**Text passage:**
□ □ □ □ □

For each pool in your data, the script expects:
panel_information/
├── validated_target_filter.tsv # Targets included in CNV analysis
├── D1.1/
│ ├── D1.1_amplicon_info.tsv # Amplicon coordinates and target metadata
│ └── D1.1_target_of_interest.tsv # CNV targets of interest, grouped by gene
├── R1.2/
│ ├── R1.2_amplicon_info.tsv
│ └── R1.2_target_of_interest.tsv
└── ...
{pool}_amplicon_info.tsv— Defines amplicon coordinates and target names for each pool.{pool}_target_of_interest.tsv— Lists CNV targets of interest and their gene groups (e.g.HRP2,HRP3,PM2).validated_target_filter.tsv— Subset of targets used for filtering and normalisation. Only targets present in both this file and your pools' amplicon info are analysed.
All sequencing runs in a single analysis must use the same set of pools.
Edit the parameter chunks near the top of estCNV.qmd. You will likely only need to change allele.data.path and manifest.path:
allele.data.path = "/path/to/mad4hatter/outputs/"
manifest.path = "path/to/manifest.csv"
panel.info.dir = "panel_information/"

□ □ □ □ □

**Required tasks:**
(A) Translate this sentence from the CNV analysis instructions into Spanish: "All sequencing runs in a single analysis must use the same set of pools."
(B) Please write out the stretch of the CNV analysis instructions from "For each pool in" through "set of pools.".

**Available data:**
□ □ □ □ □

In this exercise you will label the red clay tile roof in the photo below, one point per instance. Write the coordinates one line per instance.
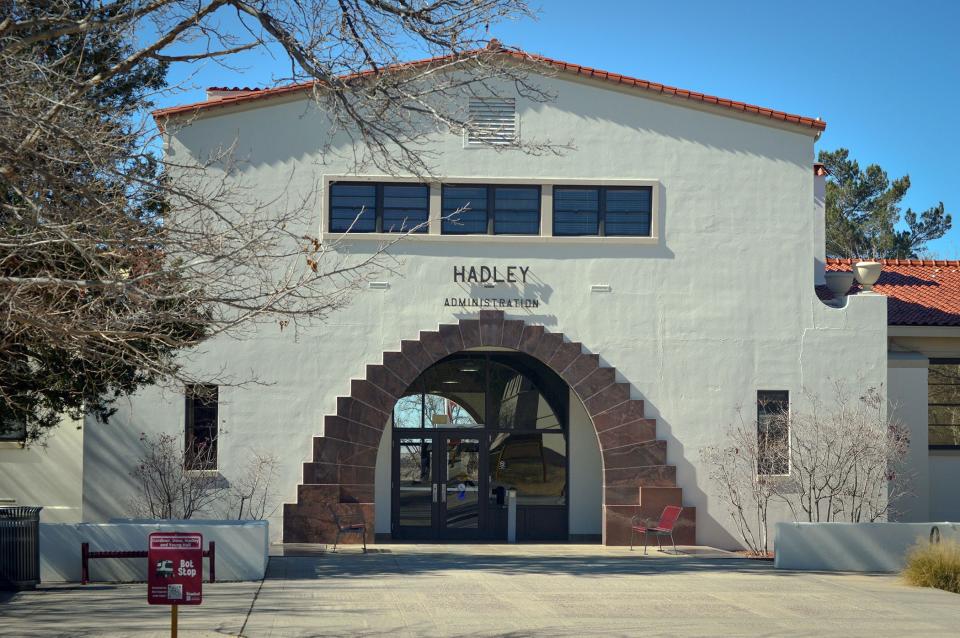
(662, 89)
(921, 292)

□ □ □ □ □

**Results by task:**
(A) Todas las ejecuciones de secuenciación de un mismo análisis deben usar el mismo conjunto de pools.

(B)
For each pool in your data, the script expects:
panel_information/
├── validated_target_filter.tsv # Targets included in CNV analysis
├── D1.1/
│ ├── D1.1_amplicon_info.tsv # Amplicon coordinates and target metadata
│ └── D1.1_target_of_interest.tsv # CNV targets of interest, grouped by gene
├── R1.2/
│ ├── R1.2_amplicon_info.tsv
│ └── R1.2_target_of_interest.tsv
└── ...
{pool}_amplicon_info.tsv— Defines amplicon coordinates and target names for each pool.{pool}_target_of_interest.tsv— Lists CNV targets of interest and their gene groups (e.g.HRP2,HRP3,PM2).validated_target_filter.tsv— Subset of targets used for filtering and normalisation. Only targets present in both this file and your pools' amplicon info are analysed.
All sequencing runs in a single analysis must use the same set of pools.